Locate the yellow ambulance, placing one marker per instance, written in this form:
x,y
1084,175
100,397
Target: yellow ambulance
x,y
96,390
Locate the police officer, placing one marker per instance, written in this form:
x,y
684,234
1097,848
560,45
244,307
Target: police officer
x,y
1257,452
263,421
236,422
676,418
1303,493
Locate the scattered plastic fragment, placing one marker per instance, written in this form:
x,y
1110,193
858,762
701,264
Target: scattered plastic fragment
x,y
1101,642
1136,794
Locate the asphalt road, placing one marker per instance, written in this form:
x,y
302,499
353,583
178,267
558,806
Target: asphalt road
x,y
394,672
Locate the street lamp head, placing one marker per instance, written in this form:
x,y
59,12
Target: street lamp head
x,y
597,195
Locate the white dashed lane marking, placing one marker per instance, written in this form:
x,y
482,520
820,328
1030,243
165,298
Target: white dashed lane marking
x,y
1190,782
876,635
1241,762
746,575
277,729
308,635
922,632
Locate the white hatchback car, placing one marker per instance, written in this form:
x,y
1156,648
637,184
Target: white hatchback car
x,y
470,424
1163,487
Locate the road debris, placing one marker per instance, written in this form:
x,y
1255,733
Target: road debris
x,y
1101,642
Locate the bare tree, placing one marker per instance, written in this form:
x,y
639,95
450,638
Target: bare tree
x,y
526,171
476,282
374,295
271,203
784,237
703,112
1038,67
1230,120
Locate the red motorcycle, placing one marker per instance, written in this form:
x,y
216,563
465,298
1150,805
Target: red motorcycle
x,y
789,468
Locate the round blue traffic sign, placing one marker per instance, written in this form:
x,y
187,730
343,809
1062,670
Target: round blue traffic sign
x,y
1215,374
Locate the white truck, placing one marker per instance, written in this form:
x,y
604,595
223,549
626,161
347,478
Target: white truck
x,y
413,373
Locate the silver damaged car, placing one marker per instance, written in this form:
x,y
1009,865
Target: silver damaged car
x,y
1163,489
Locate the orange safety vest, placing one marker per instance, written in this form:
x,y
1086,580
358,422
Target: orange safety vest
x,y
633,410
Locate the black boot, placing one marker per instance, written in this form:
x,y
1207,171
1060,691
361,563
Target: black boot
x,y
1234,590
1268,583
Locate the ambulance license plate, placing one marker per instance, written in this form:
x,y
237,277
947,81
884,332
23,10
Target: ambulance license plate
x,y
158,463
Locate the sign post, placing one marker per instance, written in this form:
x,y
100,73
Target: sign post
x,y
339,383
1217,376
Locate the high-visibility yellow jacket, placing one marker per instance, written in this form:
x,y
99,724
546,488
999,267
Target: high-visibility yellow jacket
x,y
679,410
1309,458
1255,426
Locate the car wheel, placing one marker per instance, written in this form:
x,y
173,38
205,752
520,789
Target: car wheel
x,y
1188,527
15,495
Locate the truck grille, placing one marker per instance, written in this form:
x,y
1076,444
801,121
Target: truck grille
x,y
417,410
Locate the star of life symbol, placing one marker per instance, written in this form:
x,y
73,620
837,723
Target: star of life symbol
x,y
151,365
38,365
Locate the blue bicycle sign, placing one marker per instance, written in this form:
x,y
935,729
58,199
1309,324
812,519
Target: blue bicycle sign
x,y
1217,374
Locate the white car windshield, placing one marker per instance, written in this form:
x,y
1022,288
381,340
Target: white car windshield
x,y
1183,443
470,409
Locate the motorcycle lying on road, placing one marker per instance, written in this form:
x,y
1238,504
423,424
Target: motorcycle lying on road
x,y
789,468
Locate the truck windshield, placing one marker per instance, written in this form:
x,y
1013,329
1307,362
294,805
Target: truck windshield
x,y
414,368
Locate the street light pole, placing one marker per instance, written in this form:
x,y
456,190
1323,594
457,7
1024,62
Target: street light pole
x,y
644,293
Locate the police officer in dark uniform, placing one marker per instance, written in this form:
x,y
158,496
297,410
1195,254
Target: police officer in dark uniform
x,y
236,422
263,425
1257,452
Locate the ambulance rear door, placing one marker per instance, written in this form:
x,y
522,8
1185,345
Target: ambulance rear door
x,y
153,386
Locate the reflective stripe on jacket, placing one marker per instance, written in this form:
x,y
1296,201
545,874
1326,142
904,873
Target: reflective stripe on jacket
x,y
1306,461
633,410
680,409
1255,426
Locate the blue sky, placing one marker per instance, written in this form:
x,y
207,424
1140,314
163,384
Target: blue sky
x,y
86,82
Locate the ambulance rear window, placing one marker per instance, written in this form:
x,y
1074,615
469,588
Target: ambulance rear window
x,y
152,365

_ _ _ _ _ _ _

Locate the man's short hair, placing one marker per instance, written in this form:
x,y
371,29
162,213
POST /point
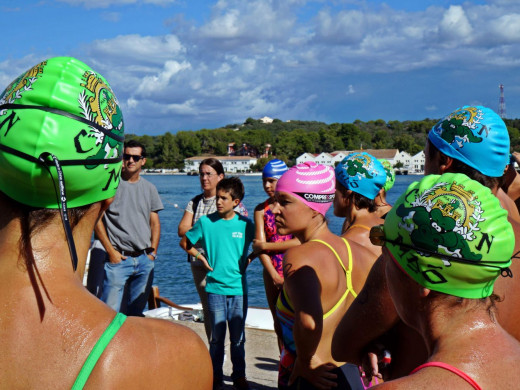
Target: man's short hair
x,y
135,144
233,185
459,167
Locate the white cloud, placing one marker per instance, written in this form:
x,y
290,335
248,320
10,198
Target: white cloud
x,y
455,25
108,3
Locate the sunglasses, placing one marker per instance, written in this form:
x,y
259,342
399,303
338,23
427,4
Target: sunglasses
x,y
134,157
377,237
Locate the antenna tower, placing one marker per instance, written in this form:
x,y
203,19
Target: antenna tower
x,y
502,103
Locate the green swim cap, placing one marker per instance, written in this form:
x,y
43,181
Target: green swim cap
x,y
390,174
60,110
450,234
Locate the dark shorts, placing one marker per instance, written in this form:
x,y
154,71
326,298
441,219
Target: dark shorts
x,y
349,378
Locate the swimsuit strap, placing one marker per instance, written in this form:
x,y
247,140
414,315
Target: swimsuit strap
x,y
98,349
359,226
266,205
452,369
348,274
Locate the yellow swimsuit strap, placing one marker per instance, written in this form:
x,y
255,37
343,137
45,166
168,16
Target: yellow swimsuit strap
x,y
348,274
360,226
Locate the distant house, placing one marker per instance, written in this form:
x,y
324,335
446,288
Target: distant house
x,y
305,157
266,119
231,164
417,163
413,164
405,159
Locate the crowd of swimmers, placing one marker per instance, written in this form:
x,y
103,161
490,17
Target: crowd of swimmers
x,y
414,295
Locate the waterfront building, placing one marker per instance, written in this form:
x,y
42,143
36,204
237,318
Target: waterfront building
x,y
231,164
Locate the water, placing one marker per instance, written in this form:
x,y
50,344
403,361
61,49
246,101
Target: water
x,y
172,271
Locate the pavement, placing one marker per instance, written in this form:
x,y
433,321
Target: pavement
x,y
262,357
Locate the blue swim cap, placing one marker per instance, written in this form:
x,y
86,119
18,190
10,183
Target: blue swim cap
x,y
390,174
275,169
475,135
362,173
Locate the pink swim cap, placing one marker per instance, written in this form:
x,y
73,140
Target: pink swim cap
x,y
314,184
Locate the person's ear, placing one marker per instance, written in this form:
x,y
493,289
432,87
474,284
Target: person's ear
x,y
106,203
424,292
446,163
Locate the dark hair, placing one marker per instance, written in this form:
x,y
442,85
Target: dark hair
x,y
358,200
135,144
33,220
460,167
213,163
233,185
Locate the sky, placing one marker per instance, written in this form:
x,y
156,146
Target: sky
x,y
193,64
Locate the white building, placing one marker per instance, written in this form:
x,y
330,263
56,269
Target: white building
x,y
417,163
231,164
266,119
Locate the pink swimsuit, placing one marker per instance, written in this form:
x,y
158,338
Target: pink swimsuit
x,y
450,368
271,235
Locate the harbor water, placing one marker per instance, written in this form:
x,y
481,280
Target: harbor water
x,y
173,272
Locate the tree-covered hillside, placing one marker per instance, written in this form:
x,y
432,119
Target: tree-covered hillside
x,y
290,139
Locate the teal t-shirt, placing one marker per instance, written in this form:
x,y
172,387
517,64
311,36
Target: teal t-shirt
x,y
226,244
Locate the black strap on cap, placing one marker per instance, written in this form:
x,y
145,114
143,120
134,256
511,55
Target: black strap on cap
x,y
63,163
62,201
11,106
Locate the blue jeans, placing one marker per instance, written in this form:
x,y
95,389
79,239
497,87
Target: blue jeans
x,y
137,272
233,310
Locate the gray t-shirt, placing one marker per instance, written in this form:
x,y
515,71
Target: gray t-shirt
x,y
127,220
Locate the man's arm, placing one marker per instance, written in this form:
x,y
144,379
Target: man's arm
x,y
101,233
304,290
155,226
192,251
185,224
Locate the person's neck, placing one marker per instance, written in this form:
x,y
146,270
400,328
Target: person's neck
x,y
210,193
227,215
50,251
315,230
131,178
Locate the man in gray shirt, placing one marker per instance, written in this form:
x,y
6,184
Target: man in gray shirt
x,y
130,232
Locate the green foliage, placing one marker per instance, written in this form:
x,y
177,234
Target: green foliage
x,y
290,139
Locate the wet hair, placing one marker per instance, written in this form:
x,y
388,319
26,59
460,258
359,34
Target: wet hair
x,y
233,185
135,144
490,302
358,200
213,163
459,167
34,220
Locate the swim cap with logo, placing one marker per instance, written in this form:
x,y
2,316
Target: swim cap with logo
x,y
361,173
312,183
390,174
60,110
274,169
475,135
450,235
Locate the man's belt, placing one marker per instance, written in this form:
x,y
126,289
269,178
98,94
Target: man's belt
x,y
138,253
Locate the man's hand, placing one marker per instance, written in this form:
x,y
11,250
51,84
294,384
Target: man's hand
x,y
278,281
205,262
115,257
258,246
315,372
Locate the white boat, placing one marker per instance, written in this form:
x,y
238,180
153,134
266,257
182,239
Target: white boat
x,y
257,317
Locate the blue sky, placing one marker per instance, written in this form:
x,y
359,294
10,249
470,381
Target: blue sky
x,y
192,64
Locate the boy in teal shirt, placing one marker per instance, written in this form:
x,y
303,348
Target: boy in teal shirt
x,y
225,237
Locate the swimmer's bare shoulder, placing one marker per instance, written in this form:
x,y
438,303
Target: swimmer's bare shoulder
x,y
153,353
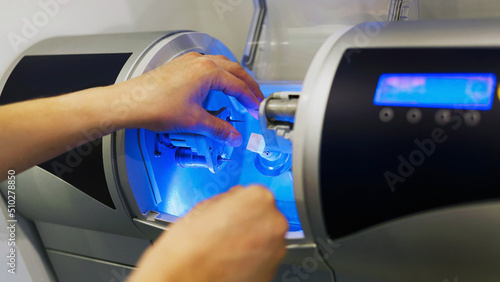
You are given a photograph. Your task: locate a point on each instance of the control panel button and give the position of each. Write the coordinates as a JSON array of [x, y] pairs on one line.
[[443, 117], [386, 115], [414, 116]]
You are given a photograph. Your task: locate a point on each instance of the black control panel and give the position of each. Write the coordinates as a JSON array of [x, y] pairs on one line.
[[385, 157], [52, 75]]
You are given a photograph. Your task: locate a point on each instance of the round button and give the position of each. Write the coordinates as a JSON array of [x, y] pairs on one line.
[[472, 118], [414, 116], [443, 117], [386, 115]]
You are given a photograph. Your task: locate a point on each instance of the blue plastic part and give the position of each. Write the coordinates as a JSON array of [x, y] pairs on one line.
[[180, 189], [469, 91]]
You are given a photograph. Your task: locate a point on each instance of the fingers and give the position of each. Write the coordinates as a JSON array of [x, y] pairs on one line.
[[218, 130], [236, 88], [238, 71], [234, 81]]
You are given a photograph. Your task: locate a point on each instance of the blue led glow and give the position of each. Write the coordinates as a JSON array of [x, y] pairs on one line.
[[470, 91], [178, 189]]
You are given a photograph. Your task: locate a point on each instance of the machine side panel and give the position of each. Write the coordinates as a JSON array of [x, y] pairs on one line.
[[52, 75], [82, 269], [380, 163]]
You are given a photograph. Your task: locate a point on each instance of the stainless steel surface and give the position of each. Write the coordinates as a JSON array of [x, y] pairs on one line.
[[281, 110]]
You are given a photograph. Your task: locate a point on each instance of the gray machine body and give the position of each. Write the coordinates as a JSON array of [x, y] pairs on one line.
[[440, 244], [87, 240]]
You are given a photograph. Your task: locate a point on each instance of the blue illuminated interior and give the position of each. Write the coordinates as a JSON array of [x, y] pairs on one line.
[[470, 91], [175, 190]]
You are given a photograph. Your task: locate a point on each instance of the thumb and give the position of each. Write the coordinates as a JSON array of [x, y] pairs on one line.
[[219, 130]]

_ _ _ _ _ _ _

* **WHAT THE TASK REQUIRES**
Extract each line of the entries above that contains the word "scattered".

* **RESPONSE BELOW**
Locate the scattered plastic fragment, placing one marker per instance, written in this form:
Target: scattered plastic fragment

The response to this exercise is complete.